╭─ Given passage

I find that if I have two processes with large working sets causing swaping, and kill one them, doing a swapoff will get the other one performant again much faster than letting it swap in only the stuff it needs as it needs it.

Temporary files: RAM or disk?

Posted Jun 7, 2012 15:44 UTC (Thu) by giraffedata (subscriber, #1954) [Link]

At least on our compute servers (running some vaguely recent Ubuntu, IIRC), swap-in is definitely not doing successful readahead

Good information.

That's probably a good reason to use a regular filesystem instead of tmpfs for large temporary files.

I just checked, and the only readahead tmpfs does is the normal swap readahead, which consists of reading an entire cluster of pages when one of the pages is demanded. A cluster of pages is pages that were swapped out at the same time, so they are likely to be re-referenced at the same time and are written at the same spot on the disk. But this strategy won't effect streaming, like typical filesystem readahead.

And the kernel default size of the cluster is 8 pages. You can control it with /proc/sys/vm/page-cluster, though. I would think on a system with multi-gigabyte processes, a much larger value would be optimal.

Temporary files: RAM or disk?

Posted Jun 11, 2012 14:51 UTC (Mon) by kleptog (subscriber, #1183) [Link]

This is actually related to another problem I ran into recently: is there some way see what is actually in swap? I know /proc/<pid>/smaps gives you information about which blocks are in swap. But I can't see a way to get information about the order. That is, is my swap fragmented?

Temporary files: RAM or disk?

╰─
╭─ Material supplied

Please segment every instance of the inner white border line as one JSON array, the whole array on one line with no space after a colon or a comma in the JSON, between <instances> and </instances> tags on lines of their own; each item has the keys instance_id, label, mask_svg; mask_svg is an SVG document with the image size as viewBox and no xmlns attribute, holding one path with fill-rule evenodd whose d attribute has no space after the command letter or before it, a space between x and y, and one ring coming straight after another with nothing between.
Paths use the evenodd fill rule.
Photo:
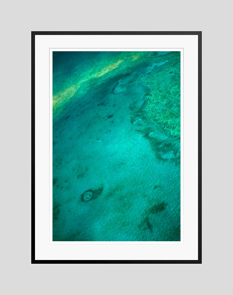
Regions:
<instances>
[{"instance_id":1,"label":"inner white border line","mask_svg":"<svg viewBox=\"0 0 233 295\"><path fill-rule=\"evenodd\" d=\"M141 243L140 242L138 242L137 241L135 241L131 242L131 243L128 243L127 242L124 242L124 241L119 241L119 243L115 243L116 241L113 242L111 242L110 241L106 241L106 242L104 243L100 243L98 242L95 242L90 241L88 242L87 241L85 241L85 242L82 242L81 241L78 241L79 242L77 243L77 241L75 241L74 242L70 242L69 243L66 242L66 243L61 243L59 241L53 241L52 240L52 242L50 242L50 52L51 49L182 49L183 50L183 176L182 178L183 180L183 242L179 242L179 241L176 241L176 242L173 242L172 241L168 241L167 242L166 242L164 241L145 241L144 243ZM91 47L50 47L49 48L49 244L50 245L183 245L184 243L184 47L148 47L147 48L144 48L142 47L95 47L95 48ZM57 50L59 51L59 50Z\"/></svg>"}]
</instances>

╰─

=== Required tasks ===
A) Answer these questions using the forum thread:
(i) What is the kernel's default size for a cluster of pages?
(ii) Which file can be used to control that cluster size?
(iii) Which file does kleptog say shows which blocks are in swap?
B) According to the forum thread, what do the pages in a cluster have in common? List every point it gives.
C) Copy the forum thread word for word from "At least on" to "large temporary files.".

=== Answer set ===
A)
(i) 8 pages
(ii) /proc/sys/vm/page-cluster
(iii) /proc/<pid>/smaps

B)
- They were swapped out at the same time.
- They are likely to be re-referenced at the same time.
- They are written at the same spot on the disk.

C)
At least on our compute servers (running some vaguely recent Ubuntu, IIRC), swap-in is definitely not doing successful readahead

Good information.

That's probably a good reason to use a regular filesystem instead of tmpfs for large temporary files.